Problem: Filter the material, keeping only lines with the word "yellow".

Data for processing:
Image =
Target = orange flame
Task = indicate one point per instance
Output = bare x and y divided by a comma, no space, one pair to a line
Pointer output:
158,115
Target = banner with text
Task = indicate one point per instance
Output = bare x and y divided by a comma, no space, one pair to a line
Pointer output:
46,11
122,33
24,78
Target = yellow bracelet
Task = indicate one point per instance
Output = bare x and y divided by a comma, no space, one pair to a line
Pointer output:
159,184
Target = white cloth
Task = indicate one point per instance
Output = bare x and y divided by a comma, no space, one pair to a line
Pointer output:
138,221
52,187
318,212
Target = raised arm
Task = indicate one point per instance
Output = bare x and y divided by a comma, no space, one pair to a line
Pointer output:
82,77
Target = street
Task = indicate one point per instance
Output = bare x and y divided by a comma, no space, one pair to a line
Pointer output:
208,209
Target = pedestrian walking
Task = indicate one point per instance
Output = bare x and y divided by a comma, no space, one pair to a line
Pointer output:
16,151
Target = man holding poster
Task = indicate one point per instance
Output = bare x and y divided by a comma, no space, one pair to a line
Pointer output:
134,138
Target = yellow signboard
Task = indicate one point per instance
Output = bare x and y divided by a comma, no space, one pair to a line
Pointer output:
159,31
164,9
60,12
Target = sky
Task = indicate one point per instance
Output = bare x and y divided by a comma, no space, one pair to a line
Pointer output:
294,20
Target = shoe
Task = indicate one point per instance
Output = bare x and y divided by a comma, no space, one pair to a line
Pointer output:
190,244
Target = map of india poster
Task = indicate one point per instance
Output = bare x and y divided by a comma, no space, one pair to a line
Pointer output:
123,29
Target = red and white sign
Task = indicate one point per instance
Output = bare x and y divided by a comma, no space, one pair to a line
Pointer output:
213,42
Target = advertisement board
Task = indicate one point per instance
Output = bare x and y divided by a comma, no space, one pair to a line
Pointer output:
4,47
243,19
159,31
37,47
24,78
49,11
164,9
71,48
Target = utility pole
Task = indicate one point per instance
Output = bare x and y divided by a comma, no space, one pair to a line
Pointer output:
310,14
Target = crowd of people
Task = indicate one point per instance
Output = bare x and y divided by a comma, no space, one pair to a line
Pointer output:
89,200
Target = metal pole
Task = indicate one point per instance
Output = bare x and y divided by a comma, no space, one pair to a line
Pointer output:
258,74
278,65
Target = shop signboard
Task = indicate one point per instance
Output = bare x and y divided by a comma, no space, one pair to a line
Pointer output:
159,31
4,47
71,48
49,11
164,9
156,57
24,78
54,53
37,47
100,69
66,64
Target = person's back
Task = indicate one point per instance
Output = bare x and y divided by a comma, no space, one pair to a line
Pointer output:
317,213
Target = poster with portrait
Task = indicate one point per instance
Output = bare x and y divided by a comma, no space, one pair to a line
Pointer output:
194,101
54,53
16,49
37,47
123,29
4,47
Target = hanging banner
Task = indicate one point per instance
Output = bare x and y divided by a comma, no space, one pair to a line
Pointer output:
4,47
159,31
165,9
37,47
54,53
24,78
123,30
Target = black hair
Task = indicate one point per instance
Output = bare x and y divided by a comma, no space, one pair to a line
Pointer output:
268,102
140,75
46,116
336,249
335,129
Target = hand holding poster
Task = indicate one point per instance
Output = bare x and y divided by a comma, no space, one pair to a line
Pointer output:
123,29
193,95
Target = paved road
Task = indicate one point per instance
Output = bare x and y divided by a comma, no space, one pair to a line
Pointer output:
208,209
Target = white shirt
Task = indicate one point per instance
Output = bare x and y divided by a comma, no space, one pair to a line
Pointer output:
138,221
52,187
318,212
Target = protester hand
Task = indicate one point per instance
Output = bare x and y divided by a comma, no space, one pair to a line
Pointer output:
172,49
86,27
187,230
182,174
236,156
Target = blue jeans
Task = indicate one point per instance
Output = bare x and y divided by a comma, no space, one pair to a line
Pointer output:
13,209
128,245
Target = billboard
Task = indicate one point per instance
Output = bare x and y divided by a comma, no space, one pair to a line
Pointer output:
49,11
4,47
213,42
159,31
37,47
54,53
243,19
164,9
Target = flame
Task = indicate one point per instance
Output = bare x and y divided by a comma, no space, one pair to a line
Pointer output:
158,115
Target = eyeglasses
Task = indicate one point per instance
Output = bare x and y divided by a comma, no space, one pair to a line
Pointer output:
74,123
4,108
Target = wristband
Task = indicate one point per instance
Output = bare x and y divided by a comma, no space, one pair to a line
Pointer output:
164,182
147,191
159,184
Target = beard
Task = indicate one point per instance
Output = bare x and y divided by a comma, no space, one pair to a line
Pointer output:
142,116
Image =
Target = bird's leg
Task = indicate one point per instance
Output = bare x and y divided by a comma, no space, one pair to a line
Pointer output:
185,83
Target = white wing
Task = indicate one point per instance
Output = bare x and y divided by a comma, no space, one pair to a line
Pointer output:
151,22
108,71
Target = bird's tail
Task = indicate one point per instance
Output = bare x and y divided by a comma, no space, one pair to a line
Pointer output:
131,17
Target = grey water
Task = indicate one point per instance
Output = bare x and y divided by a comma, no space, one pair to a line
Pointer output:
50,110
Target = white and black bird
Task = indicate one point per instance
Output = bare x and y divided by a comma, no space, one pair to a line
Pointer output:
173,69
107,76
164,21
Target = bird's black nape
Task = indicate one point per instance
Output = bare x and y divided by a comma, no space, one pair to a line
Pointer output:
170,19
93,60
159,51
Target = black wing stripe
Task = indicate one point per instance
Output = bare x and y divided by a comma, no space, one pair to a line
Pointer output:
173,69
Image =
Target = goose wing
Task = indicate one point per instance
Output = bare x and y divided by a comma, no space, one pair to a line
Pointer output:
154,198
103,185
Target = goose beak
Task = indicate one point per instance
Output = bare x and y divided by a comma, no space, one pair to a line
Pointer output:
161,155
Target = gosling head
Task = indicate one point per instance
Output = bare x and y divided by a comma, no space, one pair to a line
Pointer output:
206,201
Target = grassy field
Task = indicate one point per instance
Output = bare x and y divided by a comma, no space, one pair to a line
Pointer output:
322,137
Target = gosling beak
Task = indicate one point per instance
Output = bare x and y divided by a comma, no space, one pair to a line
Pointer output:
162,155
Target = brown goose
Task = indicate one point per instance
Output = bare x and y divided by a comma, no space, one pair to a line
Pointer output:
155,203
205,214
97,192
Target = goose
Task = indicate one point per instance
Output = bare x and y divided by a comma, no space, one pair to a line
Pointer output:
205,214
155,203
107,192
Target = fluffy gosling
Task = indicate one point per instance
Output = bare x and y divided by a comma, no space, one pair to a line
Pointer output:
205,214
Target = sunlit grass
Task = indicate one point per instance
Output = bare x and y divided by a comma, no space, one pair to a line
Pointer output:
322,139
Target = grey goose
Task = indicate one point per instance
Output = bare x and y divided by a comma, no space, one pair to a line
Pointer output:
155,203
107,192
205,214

Final answer:
Target = yellow bracelet
Target = yellow signboard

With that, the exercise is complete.